Region annotation listing
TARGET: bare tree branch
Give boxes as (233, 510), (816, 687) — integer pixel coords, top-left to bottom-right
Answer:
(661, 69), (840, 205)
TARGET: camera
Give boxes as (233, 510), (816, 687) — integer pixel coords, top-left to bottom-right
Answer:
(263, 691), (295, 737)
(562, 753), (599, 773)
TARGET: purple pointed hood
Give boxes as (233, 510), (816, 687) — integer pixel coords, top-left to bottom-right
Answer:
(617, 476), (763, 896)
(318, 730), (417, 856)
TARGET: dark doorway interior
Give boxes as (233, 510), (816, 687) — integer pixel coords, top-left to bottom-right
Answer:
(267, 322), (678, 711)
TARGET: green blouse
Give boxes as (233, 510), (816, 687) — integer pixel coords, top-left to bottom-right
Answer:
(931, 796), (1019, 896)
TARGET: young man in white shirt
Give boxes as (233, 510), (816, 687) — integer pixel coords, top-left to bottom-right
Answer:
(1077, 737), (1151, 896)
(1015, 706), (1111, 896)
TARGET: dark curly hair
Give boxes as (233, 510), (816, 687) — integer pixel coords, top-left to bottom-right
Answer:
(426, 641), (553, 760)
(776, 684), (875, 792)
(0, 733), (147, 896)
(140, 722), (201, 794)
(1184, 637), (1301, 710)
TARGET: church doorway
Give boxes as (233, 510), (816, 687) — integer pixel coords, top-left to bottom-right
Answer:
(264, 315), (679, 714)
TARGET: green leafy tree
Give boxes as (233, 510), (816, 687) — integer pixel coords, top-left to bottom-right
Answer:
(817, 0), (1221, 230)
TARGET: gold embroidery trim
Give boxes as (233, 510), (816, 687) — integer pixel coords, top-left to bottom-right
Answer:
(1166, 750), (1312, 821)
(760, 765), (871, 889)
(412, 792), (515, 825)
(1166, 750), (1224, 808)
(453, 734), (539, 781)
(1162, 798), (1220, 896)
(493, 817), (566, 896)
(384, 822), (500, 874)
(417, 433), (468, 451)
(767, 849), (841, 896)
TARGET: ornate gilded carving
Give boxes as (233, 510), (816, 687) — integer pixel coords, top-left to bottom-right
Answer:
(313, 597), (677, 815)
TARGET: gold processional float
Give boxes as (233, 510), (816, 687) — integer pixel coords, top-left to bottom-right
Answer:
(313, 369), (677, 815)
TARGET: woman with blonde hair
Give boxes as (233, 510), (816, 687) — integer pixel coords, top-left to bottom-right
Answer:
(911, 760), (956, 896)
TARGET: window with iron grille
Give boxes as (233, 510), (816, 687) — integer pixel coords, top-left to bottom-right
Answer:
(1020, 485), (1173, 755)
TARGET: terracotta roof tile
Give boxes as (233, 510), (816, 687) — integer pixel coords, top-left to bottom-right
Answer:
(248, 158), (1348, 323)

§ WHAT YOU SHOULD DO: Recast every line of the listing above as a Markdown table with two columns, Row and Line, numbering the rows in order and leaving out blank lines.

§ RESPONSE TO THIS EXERCISE:
| Row | Line |
|---|---|
| 1 | TARGET: bare tree branch |
| 2 | Give boxes as (233, 510), (816, 687) — integer pixel coords, top-left to bottom-right |
| 3 | Answer: |
| 4 | (661, 69), (840, 205) |
| 5 | TARGET: camera |
| 6 | Give boxes as (233, 510), (816, 687) — integer pixel coords, top-left to bottom-right |
| 7 | Answer: |
| 8 | (263, 691), (295, 737) |
| 9 | (562, 753), (599, 773) |
| 10 | TARGET: purple pointed hood |
| 11 | Give boxes as (233, 510), (816, 687) — integer pixel coords, top-left to bottom-right |
| 12 | Answer: |
| 13 | (617, 476), (763, 896) |
| 14 | (318, 730), (417, 856) |
| 15 | TARGET: dark doorway interior |
| 16 | Give boxes as (233, 510), (816, 687) — integer pixel coords, top-left to bottom-right |
| 17 | Answer: |
| 18 | (267, 322), (678, 711) |
| 19 | TARGET: green blouse |
| 20 | Give boxes as (233, 510), (816, 687) — integer pixel coords, top-left to bottom-right |
| 21 | Answer: |
| 22 | (931, 796), (1019, 896) |
| 23 | TARGET: young man in white shirt |
| 24 | Give boxes as (233, 510), (816, 687) — integer pixel coords, top-left to bottom-right |
| 25 | Answer: |
| 26 | (1077, 737), (1151, 896) |
| 27 | (1015, 706), (1111, 896) |
| 28 | TARGET: dark curly hair |
| 29 | Give boxes as (233, 510), (816, 687) — integer pixel coords, top-left to bottom-right |
| 30 | Answer: |
| 31 | (426, 641), (553, 760) |
| 32 | (776, 684), (875, 792) |
| 33 | (0, 733), (147, 896) |
| 34 | (140, 722), (201, 794) |
| 35 | (1184, 637), (1301, 710) |
| 36 | TARGET: church doorway |
| 37 | Give boxes as (233, 510), (816, 687) — integer pixel coords, top-left to bottom-right |
| 38 | Answer: |
| 39 | (264, 315), (679, 714) |
| 40 | TARGET: green leafy tree |
| 41 | Give boxes as (233, 510), (816, 687) — integer pixel coords, top-left to bottom-right |
| 42 | Answer: |
| 43 | (817, 0), (1221, 230) |
| 44 | TARGET: gold embroidery trim |
| 45 | Give boxes as (233, 510), (816, 687) — integer pixel coords, top-left to bottom-right |
| 46 | Answer: |
| 47 | (1166, 750), (1312, 821) |
| 48 | (760, 765), (871, 889) |
| 49 | (412, 792), (515, 825) |
| 50 | (1166, 750), (1224, 808) |
| 51 | (453, 734), (539, 781) |
| 52 | (1162, 798), (1220, 896) |
| 53 | (493, 817), (566, 896) |
| 54 | (384, 822), (500, 874) |
| 55 | (417, 433), (468, 451) |
| 56 | (767, 849), (841, 896) |
| 57 | TARGET: ornate gilded carving |
| 58 | Give boxes as (233, 510), (816, 687) — integer pixel coords, top-left to bottom-right |
| 59 | Answer: |
| 60 | (313, 597), (677, 815) |
| 61 | TARGET: gold processional float |
| 62 | Give boxes as (233, 510), (816, 687) — integer pixel coords, top-left to bottom-right |
| 63 | Answer: |
| 64 | (313, 369), (677, 815) |
| 65 | TARGET: woman with blonde hair |
| 66 | Give boxes as (233, 510), (816, 687) — integer pixel coords, top-left to bottom-right |
| 67 | Answer: |
| 68 | (911, 760), (956, 896) |
| 69 | TARGET: window with iron grille |
| 70 | Give boxes as (233, 510), (816, 687) — integer pixel coords, top-left to bottom-right |
| 71 | Answer: |
| 72 | (1020, 485), (1173, 755) |
| 73 | TARGET: terracotta roof tile |
| 74 | Give boxes as (233, 510), (816, 687) — integer pixel coords, top-left to bottom-right |
| 75 | Answer: |
| 76 | (248, 158), (1348, 323) |